THE INPUT>

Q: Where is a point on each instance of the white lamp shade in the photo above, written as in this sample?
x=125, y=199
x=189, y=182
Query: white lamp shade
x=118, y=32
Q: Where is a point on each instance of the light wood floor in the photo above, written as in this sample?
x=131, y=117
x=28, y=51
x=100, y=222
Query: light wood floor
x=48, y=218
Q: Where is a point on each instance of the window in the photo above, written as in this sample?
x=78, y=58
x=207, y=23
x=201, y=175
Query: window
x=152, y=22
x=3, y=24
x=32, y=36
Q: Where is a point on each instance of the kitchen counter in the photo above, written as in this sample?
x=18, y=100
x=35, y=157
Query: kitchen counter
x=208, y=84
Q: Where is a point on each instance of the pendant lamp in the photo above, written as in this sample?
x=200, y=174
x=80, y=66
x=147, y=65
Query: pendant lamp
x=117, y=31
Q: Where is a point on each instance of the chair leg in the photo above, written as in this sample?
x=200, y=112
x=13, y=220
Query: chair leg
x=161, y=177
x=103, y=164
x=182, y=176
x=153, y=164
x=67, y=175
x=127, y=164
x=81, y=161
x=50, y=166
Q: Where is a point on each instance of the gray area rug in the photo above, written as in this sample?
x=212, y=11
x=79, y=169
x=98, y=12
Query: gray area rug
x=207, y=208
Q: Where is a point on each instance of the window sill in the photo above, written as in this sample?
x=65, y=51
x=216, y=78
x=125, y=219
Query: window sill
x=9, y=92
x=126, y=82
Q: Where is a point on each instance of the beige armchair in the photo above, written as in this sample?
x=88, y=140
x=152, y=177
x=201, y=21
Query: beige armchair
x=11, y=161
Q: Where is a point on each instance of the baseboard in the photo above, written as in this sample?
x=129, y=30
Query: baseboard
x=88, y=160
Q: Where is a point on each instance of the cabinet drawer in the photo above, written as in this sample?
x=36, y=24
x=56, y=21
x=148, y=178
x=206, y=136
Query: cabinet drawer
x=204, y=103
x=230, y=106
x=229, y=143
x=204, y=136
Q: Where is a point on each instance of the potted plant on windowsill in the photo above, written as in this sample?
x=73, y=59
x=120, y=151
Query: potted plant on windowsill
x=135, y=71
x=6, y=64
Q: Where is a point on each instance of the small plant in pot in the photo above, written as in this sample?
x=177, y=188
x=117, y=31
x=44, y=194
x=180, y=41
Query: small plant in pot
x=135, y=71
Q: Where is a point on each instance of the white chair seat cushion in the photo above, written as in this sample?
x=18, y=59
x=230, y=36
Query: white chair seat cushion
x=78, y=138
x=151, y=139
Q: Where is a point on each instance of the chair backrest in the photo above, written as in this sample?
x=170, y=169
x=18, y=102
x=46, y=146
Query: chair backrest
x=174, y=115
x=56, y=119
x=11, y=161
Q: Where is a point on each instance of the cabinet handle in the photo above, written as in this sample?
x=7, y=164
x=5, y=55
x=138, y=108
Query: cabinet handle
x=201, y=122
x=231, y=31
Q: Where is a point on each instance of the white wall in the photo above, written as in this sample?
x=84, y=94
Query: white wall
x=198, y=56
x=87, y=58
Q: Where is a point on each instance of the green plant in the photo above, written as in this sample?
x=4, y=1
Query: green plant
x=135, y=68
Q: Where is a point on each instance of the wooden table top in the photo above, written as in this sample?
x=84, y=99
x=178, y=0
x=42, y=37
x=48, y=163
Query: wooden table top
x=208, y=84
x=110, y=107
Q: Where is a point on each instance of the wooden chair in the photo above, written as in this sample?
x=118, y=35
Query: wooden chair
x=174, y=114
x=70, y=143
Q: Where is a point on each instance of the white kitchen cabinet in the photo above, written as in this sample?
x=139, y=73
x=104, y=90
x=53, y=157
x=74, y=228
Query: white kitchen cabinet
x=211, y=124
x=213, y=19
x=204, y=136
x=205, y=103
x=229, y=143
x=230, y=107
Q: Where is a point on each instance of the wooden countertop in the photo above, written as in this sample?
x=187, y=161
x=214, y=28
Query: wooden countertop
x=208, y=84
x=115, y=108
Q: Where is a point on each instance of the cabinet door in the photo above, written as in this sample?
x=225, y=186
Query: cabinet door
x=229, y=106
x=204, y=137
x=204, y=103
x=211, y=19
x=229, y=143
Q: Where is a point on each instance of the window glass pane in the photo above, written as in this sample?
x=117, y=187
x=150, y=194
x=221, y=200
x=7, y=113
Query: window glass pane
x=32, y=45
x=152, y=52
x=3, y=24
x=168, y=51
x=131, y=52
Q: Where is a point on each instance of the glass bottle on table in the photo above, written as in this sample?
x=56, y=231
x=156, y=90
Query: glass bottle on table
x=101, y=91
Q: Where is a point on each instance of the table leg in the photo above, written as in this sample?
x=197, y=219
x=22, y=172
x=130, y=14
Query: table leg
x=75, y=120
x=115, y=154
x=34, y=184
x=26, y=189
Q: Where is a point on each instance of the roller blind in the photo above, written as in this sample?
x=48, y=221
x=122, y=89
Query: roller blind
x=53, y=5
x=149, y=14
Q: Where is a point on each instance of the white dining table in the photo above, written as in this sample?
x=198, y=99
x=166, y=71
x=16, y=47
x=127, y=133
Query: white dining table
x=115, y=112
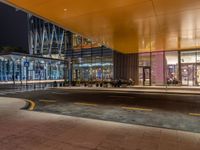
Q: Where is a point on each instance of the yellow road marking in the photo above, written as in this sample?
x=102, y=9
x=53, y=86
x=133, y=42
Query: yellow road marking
x=48, y=101
x=121, y=96
x=32, y=107
x=86, y=104
x=137, y=109
x=194, y=114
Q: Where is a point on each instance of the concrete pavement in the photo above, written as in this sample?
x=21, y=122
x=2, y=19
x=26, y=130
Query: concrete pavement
x=22, y=130
x=147, y=89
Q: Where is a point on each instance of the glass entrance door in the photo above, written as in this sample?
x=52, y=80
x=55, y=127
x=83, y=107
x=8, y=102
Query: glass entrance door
x=146, y=76
x=188, y=74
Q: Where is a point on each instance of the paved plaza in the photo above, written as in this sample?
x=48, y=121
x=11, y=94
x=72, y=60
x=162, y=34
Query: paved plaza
x=22, y=130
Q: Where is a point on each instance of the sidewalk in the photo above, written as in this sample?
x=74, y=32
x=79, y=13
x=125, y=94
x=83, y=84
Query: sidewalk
x=30, y=82
x=149, y=89
x=22, y=130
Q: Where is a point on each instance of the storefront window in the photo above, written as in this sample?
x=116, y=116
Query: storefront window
x=172, y=67
x=145, y=69
x=188, y=67
x=157, y=68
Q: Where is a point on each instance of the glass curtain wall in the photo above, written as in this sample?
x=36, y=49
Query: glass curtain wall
x=19, y=68
x=170, y=68
x=90, y=61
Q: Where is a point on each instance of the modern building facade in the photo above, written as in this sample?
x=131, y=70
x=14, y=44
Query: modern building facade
x=55, y=53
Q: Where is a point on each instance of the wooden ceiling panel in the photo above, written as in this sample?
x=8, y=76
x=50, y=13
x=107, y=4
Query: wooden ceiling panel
x=124, y=25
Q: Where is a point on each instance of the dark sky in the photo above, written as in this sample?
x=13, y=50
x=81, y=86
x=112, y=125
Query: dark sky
x=13, y=27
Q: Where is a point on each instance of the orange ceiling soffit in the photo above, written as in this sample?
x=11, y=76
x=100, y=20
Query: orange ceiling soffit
x=128, y=26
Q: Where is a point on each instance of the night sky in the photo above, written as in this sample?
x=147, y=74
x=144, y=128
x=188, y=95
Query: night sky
x=13, y=27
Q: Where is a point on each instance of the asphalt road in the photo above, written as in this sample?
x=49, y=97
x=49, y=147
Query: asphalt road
x=174, y=111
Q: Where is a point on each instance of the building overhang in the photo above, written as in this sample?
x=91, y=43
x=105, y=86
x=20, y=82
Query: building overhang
x=128, y=26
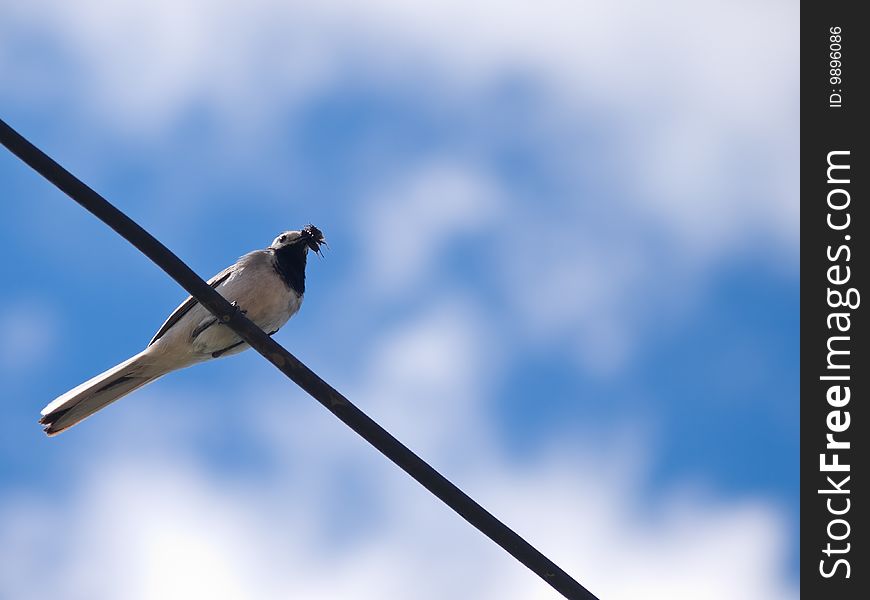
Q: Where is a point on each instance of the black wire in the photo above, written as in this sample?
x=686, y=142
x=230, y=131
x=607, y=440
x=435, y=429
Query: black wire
x=304, y=377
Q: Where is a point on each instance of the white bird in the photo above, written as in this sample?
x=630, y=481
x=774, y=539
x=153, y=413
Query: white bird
x=267, y=285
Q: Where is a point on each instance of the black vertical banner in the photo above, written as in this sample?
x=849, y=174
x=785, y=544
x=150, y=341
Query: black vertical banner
x=835, y=373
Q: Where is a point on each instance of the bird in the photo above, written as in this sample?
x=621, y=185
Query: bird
x=266, y=285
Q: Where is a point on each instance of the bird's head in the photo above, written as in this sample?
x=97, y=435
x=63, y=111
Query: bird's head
x=309, y=237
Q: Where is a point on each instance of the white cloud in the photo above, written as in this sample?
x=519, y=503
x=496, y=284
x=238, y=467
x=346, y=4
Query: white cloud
x=145, y=516
x=698, y=100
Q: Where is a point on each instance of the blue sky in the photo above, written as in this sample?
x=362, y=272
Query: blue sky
x=563, y=267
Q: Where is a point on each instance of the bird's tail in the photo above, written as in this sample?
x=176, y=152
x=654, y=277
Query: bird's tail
x=81, y=402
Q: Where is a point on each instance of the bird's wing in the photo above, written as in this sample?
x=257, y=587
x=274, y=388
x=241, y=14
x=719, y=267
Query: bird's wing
x=185, y=306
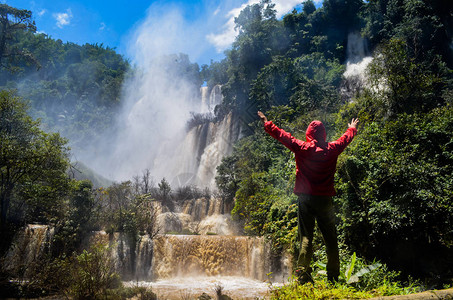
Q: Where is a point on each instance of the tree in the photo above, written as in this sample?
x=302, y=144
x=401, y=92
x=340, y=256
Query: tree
x=33, y=163
x=12, y=20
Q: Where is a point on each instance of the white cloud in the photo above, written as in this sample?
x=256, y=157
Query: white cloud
x=41, y=12
x=224, y=39
x=63, y=19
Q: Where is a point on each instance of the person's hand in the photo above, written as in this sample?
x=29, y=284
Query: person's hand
x=262, y=117
x=353, y=123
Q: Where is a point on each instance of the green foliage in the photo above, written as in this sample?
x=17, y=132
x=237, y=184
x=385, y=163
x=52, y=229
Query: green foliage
x=397, y=185
x=78, y=221
x=33, y=166
x=76, y=90
x=14, y=20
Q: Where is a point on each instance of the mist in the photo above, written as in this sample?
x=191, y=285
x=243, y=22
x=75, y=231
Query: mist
x=157, y=101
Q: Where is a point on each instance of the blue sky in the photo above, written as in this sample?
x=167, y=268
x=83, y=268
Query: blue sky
x=203, y=29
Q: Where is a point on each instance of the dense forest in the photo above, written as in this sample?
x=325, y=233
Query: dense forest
x=394, y=183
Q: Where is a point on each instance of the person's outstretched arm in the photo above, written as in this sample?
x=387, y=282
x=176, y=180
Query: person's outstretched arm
x=280, y=135
x=347, y=137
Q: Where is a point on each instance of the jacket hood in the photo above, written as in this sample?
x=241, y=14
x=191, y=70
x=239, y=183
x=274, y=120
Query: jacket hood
x=316, y=132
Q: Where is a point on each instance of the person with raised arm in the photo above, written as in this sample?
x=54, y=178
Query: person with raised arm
x=316, y=162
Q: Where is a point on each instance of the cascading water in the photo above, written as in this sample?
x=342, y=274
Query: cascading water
x=171, y=263
x=193, y=160
x=356, y=65
x=28, y=248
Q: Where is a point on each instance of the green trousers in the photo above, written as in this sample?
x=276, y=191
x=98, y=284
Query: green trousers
x=319, y=208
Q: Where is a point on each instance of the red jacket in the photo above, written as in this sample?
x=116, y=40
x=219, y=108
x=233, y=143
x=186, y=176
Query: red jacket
x=316, y=159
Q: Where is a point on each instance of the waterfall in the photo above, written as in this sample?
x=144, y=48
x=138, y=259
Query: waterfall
x=28, y=248
x=358, y=61
x=193, y=160
x=187, y=255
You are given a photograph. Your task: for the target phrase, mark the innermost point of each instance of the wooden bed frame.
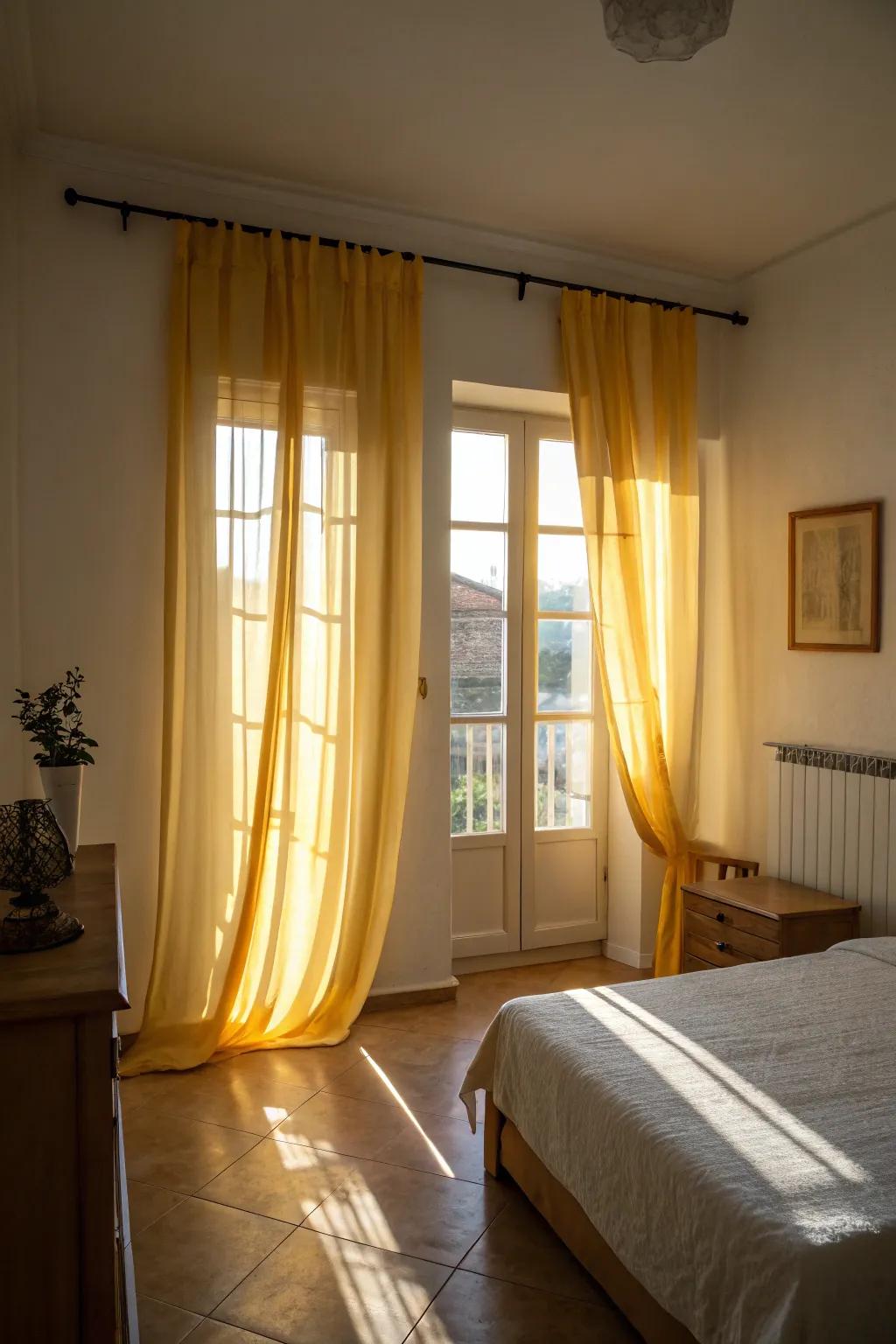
(507, 1151)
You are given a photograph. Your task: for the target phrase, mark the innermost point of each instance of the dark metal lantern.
(34, 855)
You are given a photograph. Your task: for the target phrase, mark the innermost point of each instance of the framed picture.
(835, 578)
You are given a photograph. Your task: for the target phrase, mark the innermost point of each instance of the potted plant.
(52, 721)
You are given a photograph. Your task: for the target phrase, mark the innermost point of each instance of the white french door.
(528, 750)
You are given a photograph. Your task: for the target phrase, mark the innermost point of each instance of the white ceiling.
(514, 115)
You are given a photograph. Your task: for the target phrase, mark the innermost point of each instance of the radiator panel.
(832, 825)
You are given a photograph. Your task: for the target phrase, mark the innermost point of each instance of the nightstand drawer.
(737, 940)
(731, 917)
(718, 956)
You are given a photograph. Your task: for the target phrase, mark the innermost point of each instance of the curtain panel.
(290, 639)
(632, 373)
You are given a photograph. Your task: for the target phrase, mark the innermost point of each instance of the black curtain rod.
(125, 208)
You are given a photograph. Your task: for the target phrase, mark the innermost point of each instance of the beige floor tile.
(416, 1213)
(473, 1309)
(452, 1019)
(388, 1046)
(147, 1203)
(419, 1088)
(439, 1145)
(196, 1254)
(343, 1125)
(324, 1291)
(280, 1180)
(161, 1323)
(309, 1068)
(236, 1098)
(215, 1332)
(178, 1153)
(520, 1248)
(143, 1090)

REQUIREMENT> Starting at the line that contains "the cabinet drawer" and stopping after the line that contains "x=151, y=139", turn those lines of the records into a numbered list with any blank lines left out.

TASK OUTPUT>
1. Q: Where is a point on each instance of the cabinet drawer in the photo above, written as in this sample?
2. x=36, y=24
3. x=56, y=21
4. x=148, y=178
5. x=206, y=136
6. Query: cabinet drawer
7. x=204, y=103
8. x=230, y=106
9. x=229, y=143
10. x=204, y=136
11. Q: Where is a point on each instance of the potted plant on windowsill in the photo above, written as in this sample?
12. x=73, y=59
13. x=120, y=151
14. Query: potted plant on windowsill
15. x=135, y=71
16. x=6, y=64
17. Q: Where is a point on each instance of the small plant in pot in the photo above, written as in this sample?
18. x=177, y=188
19. x=117, y=31
20. x=44, y=194
21. x=180, y=41
22. Query: small plant in pot
23. x=135, y=71
24. Q: Where is a point on each instance of the white chair seat cushion in the photo above, written as in this sample?
25. x=18, y=59
26. x=230, y=36
27. Query: white chair seat cushion
28. x=78, y=138
29. x=151, y=139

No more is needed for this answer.